## Task statement:
Once you reach the line containing "Where can the small", copy it and every line after it exactly, through the end of the data below.

(Listed records)

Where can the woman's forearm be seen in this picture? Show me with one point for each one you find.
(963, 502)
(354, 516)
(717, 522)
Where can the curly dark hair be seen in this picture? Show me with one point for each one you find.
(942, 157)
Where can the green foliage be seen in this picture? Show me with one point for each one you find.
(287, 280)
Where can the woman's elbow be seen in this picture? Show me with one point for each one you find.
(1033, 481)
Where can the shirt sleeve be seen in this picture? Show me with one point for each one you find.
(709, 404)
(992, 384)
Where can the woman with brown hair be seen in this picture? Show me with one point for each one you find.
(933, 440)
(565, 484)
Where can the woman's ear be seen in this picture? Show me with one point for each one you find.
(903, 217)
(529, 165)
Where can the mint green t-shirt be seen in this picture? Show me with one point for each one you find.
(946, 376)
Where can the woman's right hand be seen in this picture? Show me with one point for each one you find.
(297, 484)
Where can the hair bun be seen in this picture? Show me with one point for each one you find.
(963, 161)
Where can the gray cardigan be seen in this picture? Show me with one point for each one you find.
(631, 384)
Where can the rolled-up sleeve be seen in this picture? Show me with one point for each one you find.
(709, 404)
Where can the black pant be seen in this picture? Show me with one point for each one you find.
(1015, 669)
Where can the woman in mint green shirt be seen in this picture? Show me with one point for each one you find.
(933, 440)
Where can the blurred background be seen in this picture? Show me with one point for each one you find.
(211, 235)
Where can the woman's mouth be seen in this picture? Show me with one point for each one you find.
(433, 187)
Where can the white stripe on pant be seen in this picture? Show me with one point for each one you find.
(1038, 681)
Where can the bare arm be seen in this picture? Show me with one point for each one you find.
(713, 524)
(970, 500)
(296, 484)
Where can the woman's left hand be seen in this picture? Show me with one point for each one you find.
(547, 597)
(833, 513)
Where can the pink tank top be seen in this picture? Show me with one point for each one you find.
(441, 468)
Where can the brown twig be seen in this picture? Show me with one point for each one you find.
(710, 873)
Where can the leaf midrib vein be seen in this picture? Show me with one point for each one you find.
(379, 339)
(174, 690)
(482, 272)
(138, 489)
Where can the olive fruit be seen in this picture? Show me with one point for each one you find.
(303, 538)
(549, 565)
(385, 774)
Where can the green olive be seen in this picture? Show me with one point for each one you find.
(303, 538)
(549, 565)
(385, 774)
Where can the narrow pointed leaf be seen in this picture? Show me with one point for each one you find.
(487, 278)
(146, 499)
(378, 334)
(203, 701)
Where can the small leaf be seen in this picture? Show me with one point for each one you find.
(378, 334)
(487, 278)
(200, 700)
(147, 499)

(End Listed records)

## Response box:
Where can the small leaf be seen in this picture? Show me with one point for each one you find.
(378, 334)
(487, 278)
(200, 700)
(147, 499)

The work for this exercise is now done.